== INSTRUCTIONS ==
(a) Which lines in the entries contain the word "canopy"? Identify each one and copy it in full.
(b) Can you extend the passage on scouting books to sell through Amazon FBA, picking up right after its last sentence?

== EXCERPT TO READ ==
— begin —
In a nutshell, if there’s high profit and demand, the screen will turn green, meaning accept. If there’s low demand the profit must be higher for the app to justify a “ding” and vice versa.
Beginner’s can stop reading here (scroll to next section) and refer back to the “slightly more advanced shit” section later.
Slightly more experienced guys, if you refer to the picture above, you will see that there are four columns. The two on the left are for used prices and on the right new. The columns that say “all” look at both FBM and FBA prices. The columns saying FBA only look at FBA. The FBA columns will almost always be empty, and the reason why is because Amazon only let’s third party apps see the lowest 15 prices on Amazon. This is bad news for repricers, which I’ll get into later… but it doesn’t really affect scouting decisions too drastically.
Most of the time there are at least 15 merchant offers. This means that the FBA offers won’t be visible. As FBA sellers, we should be making our buying decisions based off FBA offers, not FBM. I have sold an FBA book for $100 more than the FBM offer. It doesn’t matter if the FBA offer is one penny, you could probably still sell it FBA for over $20.
The scenario where you are likely to leave money on the shelves is when there are no FBA offers, but the demand is really high. Say there are 15 FBM offers for $5 with an escore of 151 and no FBA offers. When comparing to the buybox, the app will show no profitability for the book. However, if you bought the book and listed it for five times the FBM price via FBA you would likely win the buybox and get the sale.
— end —
== THE DATA ==
— begin —
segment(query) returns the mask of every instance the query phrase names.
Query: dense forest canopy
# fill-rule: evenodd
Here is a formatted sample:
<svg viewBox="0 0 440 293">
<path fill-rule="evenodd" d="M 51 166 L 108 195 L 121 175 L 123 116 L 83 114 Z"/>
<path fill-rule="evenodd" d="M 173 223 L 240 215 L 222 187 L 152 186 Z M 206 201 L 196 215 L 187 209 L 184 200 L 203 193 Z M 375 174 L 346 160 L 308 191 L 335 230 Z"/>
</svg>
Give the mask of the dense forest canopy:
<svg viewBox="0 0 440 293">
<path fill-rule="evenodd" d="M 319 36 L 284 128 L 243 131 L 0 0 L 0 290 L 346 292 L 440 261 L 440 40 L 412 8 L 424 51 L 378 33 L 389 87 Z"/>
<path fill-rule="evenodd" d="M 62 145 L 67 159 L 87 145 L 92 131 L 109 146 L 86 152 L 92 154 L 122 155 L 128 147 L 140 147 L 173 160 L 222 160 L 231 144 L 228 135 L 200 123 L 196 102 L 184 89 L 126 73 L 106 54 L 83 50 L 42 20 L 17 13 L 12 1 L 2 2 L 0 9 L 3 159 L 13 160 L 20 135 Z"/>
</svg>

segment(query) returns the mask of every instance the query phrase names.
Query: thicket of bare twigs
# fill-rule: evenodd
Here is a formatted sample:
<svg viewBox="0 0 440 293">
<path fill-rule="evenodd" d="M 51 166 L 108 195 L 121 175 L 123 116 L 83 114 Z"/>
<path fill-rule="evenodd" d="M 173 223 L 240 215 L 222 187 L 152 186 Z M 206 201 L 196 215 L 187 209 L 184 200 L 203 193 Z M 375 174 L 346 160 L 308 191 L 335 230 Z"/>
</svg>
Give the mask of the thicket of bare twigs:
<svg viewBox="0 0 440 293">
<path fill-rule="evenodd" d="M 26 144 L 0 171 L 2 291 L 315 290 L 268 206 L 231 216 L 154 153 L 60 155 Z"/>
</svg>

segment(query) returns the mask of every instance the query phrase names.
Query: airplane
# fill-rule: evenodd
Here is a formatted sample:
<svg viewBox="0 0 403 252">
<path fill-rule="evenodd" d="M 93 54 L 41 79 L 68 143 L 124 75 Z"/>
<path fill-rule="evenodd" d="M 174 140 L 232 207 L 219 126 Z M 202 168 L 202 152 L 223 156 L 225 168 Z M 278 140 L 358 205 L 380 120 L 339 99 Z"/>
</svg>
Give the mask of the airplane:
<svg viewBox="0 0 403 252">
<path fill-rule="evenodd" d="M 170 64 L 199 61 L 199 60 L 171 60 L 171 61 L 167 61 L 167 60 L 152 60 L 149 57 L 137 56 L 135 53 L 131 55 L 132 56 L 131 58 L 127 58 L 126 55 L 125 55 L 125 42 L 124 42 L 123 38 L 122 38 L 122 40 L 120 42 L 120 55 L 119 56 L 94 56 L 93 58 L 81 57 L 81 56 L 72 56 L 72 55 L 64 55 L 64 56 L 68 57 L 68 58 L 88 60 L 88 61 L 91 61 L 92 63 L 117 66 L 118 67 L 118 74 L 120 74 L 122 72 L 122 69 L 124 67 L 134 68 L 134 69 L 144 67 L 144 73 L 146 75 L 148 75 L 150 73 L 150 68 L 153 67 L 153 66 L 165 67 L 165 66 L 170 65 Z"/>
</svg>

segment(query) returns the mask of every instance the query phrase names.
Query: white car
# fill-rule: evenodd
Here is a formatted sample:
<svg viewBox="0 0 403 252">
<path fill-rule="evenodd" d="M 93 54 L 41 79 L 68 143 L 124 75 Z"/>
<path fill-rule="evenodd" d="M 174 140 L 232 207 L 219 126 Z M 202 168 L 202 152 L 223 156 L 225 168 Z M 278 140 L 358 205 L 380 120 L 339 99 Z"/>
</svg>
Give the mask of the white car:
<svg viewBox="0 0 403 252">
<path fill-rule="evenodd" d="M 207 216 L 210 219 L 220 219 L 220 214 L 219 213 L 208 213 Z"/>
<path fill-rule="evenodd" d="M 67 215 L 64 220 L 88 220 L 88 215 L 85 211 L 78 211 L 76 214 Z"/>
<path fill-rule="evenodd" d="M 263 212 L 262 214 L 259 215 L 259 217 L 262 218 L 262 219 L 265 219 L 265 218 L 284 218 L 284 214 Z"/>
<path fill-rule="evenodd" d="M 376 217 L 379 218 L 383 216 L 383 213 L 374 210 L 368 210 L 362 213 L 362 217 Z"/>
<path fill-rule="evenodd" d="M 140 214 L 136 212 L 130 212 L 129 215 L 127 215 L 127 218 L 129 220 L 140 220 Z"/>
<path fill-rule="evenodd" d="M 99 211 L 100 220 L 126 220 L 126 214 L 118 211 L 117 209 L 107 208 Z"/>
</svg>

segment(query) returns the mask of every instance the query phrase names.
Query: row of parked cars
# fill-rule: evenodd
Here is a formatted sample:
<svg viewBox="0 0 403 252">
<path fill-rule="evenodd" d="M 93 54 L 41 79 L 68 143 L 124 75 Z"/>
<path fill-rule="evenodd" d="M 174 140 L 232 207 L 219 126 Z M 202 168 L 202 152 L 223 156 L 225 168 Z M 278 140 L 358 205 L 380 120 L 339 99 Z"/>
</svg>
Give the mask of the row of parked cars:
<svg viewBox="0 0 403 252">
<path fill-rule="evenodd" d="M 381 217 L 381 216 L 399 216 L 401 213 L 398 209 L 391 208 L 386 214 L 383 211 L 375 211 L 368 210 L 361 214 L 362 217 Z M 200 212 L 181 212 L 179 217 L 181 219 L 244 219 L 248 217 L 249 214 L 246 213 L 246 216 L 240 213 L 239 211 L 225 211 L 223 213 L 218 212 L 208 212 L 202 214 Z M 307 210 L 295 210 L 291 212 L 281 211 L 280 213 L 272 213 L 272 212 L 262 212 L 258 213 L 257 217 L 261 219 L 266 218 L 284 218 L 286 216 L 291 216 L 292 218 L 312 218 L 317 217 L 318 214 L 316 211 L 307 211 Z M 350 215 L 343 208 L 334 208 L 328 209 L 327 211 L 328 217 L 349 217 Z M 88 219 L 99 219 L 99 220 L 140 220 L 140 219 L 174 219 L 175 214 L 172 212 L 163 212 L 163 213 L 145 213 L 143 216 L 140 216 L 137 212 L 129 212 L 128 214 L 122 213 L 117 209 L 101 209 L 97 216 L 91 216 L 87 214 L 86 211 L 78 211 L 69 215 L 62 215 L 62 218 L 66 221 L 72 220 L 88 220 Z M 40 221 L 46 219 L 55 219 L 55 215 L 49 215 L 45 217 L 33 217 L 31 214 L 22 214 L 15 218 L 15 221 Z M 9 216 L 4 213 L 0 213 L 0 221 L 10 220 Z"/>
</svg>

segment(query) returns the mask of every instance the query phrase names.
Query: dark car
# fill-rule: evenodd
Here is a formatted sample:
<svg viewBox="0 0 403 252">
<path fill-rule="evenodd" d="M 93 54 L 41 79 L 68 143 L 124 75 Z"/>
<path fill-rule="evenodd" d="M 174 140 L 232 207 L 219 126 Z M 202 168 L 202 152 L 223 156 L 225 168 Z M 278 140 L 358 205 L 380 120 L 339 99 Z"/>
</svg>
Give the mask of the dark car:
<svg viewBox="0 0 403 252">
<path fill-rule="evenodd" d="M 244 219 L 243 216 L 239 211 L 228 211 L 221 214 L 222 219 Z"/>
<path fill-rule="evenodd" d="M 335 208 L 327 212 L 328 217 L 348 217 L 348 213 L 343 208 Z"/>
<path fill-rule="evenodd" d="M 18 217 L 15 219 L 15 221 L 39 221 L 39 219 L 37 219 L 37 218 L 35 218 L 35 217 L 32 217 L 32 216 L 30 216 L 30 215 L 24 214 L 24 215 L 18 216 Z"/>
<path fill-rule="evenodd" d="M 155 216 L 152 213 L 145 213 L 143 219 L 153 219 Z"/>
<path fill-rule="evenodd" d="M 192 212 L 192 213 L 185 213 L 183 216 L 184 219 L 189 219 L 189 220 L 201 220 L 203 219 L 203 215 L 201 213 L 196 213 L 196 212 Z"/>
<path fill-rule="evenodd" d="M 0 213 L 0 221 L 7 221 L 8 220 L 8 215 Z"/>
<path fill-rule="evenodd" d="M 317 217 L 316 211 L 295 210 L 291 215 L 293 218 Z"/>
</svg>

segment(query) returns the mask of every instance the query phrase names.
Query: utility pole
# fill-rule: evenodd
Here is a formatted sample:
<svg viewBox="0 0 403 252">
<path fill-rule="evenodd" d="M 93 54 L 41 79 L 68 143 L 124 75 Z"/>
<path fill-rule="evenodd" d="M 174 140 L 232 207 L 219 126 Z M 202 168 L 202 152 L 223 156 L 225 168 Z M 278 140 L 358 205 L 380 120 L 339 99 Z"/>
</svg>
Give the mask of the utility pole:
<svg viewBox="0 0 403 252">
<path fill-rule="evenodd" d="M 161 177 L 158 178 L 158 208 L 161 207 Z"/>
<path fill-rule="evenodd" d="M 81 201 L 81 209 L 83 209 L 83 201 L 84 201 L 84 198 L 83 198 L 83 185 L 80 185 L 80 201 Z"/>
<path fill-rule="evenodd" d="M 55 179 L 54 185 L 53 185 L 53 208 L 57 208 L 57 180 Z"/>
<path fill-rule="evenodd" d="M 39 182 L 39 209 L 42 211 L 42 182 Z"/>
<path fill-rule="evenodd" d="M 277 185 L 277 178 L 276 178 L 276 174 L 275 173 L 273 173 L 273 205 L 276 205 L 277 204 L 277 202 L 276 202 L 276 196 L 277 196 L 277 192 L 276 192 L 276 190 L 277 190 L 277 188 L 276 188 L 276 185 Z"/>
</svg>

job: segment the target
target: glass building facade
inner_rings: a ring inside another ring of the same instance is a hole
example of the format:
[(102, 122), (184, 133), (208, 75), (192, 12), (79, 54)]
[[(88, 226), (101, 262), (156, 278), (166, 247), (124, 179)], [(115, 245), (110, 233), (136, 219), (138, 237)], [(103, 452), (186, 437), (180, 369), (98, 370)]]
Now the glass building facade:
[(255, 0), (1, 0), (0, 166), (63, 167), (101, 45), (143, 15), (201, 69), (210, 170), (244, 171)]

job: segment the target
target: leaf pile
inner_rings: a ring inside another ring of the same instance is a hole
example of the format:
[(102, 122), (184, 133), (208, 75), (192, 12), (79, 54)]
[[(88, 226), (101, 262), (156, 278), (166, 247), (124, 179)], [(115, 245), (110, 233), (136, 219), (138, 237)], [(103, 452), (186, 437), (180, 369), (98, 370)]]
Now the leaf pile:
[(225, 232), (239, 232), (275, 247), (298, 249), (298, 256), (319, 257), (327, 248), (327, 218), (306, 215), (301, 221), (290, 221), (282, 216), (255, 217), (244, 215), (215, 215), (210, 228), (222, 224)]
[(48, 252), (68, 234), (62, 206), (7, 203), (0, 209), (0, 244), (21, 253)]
— end —
== THE REPLIES ==
(a)
Query: dense forest canopy
Give the mask of the dense forest canopy:

(b)
ScoutIQ, however, is smart enough to use new offers as a price comparison when demand is super high. That’s why I don’t recommend changing the triggers too much when starting out because the creators of the app did a good job of thinking out the default triggers.
A lot of beginners wonder why ScoutIQ bases profit based on the new price and the reason is simple. If there are no FBA offers available and the buybox price is low (which means either an FBA guy is cutting himself short or there aren’t any FBA offers), the app knows you can get more but its not sure HOW much more. A blind guess (e.g. basing profit off of new price) is better than no guess.
However, if there are super low FBM offers, no FBA offers, and NO new offer for ScoutIQ to compare against… the app probably won’t “ding” for you. THIS is the scenario you should be double checking the app for. My theory is that books that match the scenario above are most commonly left on the shelves by scouters.
Alright, now that we’ve gone over the scouting apps, where the hell do you find the good books? Hopefully, you’re blessed with a profitable book city. I have actually traveled all over America scanning books, so I know which areas have good books and which don’t. If you’re in New England, consider yourself blessed. That’s the mecca of books. Anywhere else really depends on the city and level of competition. Nashville, for example, has really good books, but the competition is so fierce you can’t walk into the bathroom of a Goodwill or bookstore without crossing laser scanners with competition . Seriously, the old hags at a huge bookstore hear in Nashville literally talk shit to me when I show up. The book game is fierce, be prepared.
Map out every damn library, thrift store, and bookstore in your city I use google mapmaker it’s pretty dope. I recommend color coding libraries and calling them before hand to make sure they actually have books. Almost all libraries in the North East have books, but in the South and other parts of the country it’s hit or miss, so call ahead and don’t waste your time.
Library sales are another great place to find books. When I first found out about booksalefinder.com I would travel across the seven seas to make it to a sale… but then I went to a library sale that WASN’T advertised on booksalefinder.com and I cleaned out. Be prepared for some gnarly competition at these sales. I saw people literally dumping books at a library sale in New Jersey the other weekend. It wasn’t pretty, it was some Black Friday four AM type shit.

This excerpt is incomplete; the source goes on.